Redimensionnez les coordonnées : recopiez intégralement les lignes, en commençant par celle qui contient "Could you point to every instance of the sleeve" et en terminant par celle qui contient "<point>319,213</point>", incluses. Multipliez chaque coordonnée des réponses par 0,7, puis arrondissez-la à l'entier le plus proche, les demis vers le haut.

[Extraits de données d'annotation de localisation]
====
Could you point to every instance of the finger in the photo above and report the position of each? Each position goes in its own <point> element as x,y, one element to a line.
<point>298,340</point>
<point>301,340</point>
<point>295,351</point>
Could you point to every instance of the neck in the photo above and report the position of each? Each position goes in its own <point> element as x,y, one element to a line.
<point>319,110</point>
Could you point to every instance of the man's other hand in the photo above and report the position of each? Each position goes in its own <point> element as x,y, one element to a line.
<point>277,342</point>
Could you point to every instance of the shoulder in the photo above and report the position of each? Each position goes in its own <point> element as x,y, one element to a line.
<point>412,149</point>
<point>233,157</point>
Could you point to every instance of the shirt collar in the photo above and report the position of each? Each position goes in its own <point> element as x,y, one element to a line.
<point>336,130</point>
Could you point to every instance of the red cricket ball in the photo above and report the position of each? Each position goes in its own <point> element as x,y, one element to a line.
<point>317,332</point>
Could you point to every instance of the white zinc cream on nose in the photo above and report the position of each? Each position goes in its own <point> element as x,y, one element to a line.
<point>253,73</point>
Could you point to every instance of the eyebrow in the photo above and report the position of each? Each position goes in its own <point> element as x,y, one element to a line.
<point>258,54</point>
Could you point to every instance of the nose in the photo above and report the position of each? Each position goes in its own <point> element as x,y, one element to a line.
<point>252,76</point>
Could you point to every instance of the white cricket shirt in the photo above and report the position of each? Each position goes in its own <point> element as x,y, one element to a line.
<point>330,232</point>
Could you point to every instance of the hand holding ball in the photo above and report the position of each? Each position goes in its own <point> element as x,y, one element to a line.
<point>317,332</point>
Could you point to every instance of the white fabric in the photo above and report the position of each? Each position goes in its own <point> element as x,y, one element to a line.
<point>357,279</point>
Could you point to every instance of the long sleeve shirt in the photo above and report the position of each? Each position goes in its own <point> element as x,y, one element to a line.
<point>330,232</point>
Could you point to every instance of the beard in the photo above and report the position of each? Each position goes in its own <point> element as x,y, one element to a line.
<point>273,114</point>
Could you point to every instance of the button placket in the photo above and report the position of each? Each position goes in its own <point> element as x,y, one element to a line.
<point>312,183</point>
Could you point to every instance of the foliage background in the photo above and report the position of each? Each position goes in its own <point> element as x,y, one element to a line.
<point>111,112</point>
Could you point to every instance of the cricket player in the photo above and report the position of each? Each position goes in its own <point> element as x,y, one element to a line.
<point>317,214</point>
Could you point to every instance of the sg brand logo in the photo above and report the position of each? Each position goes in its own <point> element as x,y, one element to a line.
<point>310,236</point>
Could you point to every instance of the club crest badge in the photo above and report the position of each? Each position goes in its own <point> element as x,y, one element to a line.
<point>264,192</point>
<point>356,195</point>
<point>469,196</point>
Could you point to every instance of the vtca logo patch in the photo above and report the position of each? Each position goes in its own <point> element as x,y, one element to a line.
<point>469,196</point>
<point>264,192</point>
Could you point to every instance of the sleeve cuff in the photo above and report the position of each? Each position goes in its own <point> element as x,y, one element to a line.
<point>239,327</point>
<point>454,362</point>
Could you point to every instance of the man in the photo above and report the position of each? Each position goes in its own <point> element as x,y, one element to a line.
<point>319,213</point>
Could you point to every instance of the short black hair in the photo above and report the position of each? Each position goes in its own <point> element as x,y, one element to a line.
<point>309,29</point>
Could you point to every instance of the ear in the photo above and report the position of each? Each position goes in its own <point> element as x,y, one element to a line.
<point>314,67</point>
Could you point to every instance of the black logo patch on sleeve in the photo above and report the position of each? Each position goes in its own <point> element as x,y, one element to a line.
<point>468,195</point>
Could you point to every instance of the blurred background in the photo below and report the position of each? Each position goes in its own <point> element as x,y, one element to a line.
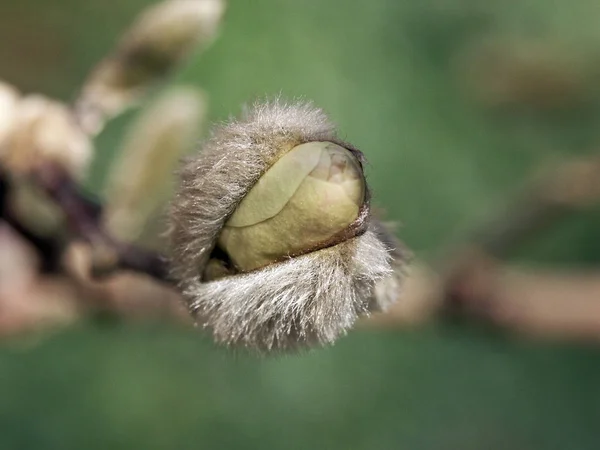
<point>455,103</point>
====
(Corrigé):
Could you point to every instance of the sleeve cuff in the photo above and report the position of each? Each position goes in its own <point> element as x,y, one element to a line.
<point>167,229</point>
<point>318,253</point>
Could you point to every instance of the man in the photo above and report the position of each? Each position goes in its own <point> element as x,y, one element to a line.
<point>223,149</point>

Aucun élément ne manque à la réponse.